2.6.32-longterm review patch. If anyone has any objections, please let me know.
------------------
From: Brian Foster <[email protected]>
commit 97795d2a5b8d3c8dc4365d4bd3404191840453ba upstream.
If we hit a condition where we have allocated metadata blocks that
were not appropriately reserved, we risk underflow of
ei->i_reserved_meta_blocks. In turn, this can throw
sbi->s_dirtyclusters_counter significantly out of whack and undermine
the nondelalloc fallback logic in ext4_nonda_switch(). Warn if this
occurs and set i_allocated_meta_blocks to avoid this problem.
This condition is reproduced by xfstests 270 against ext2 with
delalloc enabled:
Mar 28 08:58:02 localhost kernel: [ 171.526344] EXT4-fs (loop1): delayed block allocation failed for inode 14 at logical offset 64486 with max blocks 64 with error -28
Mar 28 08:58:02 localhost kernel: [ 171.526346] EXT4-fs (loop1): This should not happen!! Data will be lost
270 ultimately fails with an inconsistent filesystem and requires an
fsck to repair. The cause of the error is an underflow in
ext4_da_update_reserve_space() due to an unreserved meta block
allocation.
Signed-off-by: Brian Foster <[email protected]>
Signed-off-by: "Theodore Ts'o" <[email protected]>
Signed-off-by: Greg Kroah-Hartman <[email protected]>
Signed-off-by: Willy Tarreau <[email protected]>
---
fs/ext4/inode.c | 9 +++++++++
1 files changed, 9 insertions(+), 0 deletions(-)
diff --git a/fs/ext4/inode.c b/fs/ext4/inode.c
index 72ba88f..efe6363 100644
--- a/fs/ext4/inode.c
+++ b/fs/ext4/inode.c
@@ -1112,6 +1112,15 @@ void ext4_da_update_reserve_space(struct inode *inode,
used = ei->i_reserved_data_blocks;
}
+ if (unlikely(ei->i_allocated_meta_blocks > ei->i_reserved_meta_blocks)) {
+ ext4_msg(inode->i_sb, KERN_NOTICE, "%s: ino %lu, allocated %d "

Request A →
According to the ext4 patch, what does test 270 ultimately fail with?
Request B →
Quote everything in the ext4 patch from "This condition is" down to "allocation.".
Request C →
For each statement, decide whether the ext4 patch supports it, answering yes or no and quoting the deciding words: (i) The patch adds nine lines to fs/ext4/inode.c and removes none. (ii) The cause of the error is an overflow in ext4_da_update_reserve_space(). (iii) The patch is offered as a 2.6.32-longterm review patch.
Base every answer solely on the ext4 patch.

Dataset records
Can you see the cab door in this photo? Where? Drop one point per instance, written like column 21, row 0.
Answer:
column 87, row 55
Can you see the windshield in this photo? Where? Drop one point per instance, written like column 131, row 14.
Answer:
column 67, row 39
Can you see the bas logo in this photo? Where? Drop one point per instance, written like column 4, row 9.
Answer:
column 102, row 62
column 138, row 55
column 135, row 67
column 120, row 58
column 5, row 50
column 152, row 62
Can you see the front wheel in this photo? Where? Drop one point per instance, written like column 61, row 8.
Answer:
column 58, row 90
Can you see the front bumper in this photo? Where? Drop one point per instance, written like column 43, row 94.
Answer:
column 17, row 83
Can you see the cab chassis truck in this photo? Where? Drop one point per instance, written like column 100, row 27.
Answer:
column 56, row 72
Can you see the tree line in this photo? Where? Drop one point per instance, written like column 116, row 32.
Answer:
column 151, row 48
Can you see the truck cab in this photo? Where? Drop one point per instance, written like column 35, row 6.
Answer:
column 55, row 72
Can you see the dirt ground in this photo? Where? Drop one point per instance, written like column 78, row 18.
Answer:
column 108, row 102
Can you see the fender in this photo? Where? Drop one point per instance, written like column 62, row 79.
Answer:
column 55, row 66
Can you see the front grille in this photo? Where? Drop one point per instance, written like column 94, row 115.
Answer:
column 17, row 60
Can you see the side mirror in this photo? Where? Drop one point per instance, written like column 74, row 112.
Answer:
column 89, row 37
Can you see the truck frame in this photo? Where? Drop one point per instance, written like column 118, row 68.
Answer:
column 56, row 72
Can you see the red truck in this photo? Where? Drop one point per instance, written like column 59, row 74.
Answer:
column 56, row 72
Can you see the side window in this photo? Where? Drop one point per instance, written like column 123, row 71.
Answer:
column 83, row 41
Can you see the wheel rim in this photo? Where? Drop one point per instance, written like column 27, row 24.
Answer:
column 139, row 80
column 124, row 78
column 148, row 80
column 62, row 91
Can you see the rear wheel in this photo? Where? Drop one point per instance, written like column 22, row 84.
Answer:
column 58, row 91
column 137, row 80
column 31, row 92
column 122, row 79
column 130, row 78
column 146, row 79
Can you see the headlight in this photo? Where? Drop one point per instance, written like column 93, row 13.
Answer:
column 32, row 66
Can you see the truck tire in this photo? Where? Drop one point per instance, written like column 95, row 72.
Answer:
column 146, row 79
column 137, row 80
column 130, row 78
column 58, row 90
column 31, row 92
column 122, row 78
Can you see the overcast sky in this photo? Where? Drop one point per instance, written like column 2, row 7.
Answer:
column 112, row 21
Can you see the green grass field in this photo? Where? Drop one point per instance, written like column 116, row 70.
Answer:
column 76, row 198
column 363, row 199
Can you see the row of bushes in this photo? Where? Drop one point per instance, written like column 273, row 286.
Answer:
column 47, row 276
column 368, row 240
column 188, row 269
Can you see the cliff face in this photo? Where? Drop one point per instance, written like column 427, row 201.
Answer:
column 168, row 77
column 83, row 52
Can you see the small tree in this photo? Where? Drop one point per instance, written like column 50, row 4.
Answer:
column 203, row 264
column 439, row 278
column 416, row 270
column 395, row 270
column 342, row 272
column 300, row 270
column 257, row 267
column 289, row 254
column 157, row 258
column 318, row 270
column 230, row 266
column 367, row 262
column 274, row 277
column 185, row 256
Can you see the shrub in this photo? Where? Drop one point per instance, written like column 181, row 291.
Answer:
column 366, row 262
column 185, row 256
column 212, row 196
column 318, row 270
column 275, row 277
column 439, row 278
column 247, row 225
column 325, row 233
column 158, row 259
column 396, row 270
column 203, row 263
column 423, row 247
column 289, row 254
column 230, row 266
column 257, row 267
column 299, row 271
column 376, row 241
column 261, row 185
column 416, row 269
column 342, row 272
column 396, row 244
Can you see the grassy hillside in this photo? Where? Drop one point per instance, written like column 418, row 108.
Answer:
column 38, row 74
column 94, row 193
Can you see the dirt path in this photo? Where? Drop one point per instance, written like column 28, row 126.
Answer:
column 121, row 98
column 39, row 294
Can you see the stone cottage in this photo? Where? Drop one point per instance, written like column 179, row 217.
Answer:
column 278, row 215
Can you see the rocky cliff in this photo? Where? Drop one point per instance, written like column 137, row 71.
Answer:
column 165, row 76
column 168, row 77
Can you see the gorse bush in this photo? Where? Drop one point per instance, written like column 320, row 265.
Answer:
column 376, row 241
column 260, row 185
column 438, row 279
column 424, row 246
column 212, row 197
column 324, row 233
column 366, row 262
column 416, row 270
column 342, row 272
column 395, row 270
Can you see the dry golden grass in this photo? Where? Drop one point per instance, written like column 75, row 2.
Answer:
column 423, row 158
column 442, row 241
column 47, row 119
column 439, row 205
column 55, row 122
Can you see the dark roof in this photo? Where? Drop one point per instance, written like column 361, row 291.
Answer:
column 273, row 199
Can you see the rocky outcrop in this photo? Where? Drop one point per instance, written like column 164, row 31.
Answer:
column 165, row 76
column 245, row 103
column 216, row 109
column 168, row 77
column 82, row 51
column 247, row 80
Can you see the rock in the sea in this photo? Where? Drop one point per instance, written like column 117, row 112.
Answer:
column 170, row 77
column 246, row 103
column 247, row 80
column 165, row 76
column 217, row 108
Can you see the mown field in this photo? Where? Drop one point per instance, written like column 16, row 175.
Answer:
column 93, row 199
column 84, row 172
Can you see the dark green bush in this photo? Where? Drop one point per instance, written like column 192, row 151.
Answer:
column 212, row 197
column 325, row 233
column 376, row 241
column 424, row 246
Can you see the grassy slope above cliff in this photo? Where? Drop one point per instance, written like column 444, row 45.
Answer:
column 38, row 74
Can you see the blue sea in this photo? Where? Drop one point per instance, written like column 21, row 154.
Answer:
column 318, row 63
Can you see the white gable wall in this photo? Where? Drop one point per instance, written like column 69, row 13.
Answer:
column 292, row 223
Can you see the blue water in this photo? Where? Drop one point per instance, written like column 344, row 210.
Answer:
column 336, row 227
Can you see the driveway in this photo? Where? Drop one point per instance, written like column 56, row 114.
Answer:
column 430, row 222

Problem solution A →
It fails with an inconsistent filesystem that requires an fsck to repair.

Problem solution B →
This condition is reproduced by xfstests 270 against ext2 with
delalloc enabled:
Mar 28 08:58:02 localhost kernel: [ 171.526344] EXT4-fs (loop1): delayed block allocation failed for inode 14 at logical offset 64486 with max blocks 64 with error -28
Mar 28 08:58:02 localhost kernel: [ 171.526346] EXT4-fs (loop1): This should not happen!! Data will be lost
270 ultimately fails with an inconsistent filesystem and requires an
fsck to repair. The cause of the error is an underflow in
ext4_da_update_reserve_space() due to an unreserved meta block
allocation.

Problem solution C →
(i) Yes: "9 insertions(+), 0 deletions(-)"
(ii) No: "The cause of the error is an underflow in ext4_da_update_reserve_space()"
(iii) Yes: "2.6.32-longterm review patch"